::: AUSGEWÄHLTER TEXTAUSZUG

„Digitales Feuer“ am Staatstheater: Sie verachten alle Zauderer

Ulf Erdmann Zieglers erstes Theaterstück „Digitales Feuer“ im Staatstheater Wiesbaden.
Ob sich die reale „Letzte Generation“ da draußen in der erwärmten Welt treffend abgebildet sieht, falls sie ins erste Bühnenstück des Romanciers und Essayisten Ulf Erdmann Ziegler findet? Anschauen müsste sie sich, am Staatstheater Wiesbaden in Christoph Kohlbachers Regie, Jasper und Kathleen.
Gespielt werden dieser Jungaktivist und die Jungaktivistin von Paul Simon und Klara Wördemann. Wo Autor Ziegler ihnen fast unironisch kommt, denn da ist die Sprache vor (freie Verse jambischer Tendenz mit Anfangskapitalen: kaum hörbar, doch sehr geschickt etwa in Klippenversen fürs Chorkollektiv seiner „Armee der Ungeduldigen“), verleiht die Uraufführungs-Regie der Sache noch mehr Biss, da Kostümbildner Jannik Kurz die „Klimakleber“ sarkastisch sieht: Riesentube „KLEBER“ für sie, Stoppschild-Kopf für ihn. Was der wahren „letzten“ Generation nicht gefallen muss, hält sie doch vor Endzeit-Ernst wenig von Ironie. Steht uns das Wasser nicht schon morgen 65 Meter über Halskrause? Das macht Kunst und Reflexion prinzipiell suspekt.

::::::
::: BEREITGESTELLTES MATERIAL

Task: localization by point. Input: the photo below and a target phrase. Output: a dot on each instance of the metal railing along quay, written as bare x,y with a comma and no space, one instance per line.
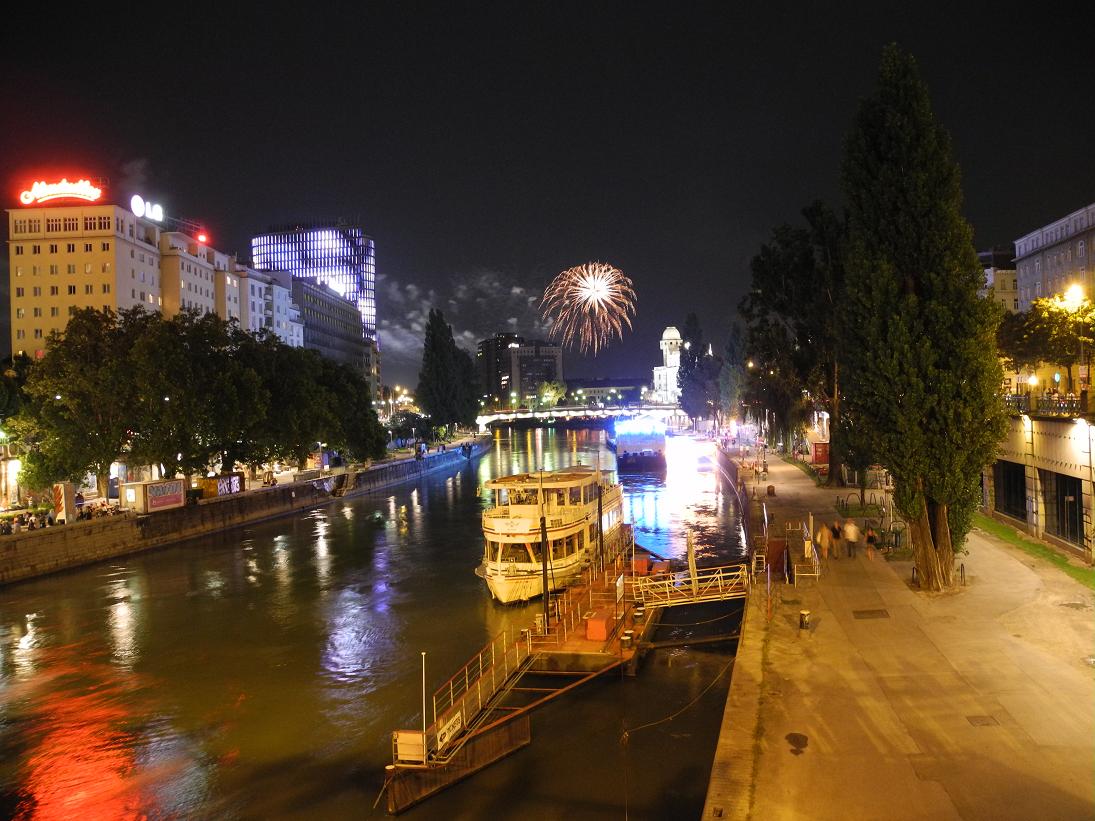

::::::

* **AUFGABENSTELLUNG**
Schreibe aus der Theaterkritik oben alles von „Ulf Erdmann Zieglers“ bis hinunter zu „Jasper und Kathleen.“ wortgetreu ab.

* **VOLLSTÄNDIGE ANTWORT**
Ulf Erdmann Zieglers erstes Theaterstück „Digitales Feuer“ im Staatstheater Wiesbaden.
Ob sich die reale „Letzte Generation“ da draußen in der erwärmten Welt treffend abgebildet sieht, falls sie ins erste Bühnenstück des Romanciers und Essayisten Ulf Erdmann Ziegler findet? Anschauen müsste sie sich, am Staatstheater Wiesbaden in Christoph Kohlbachers Regie, Jasper und Kathleen.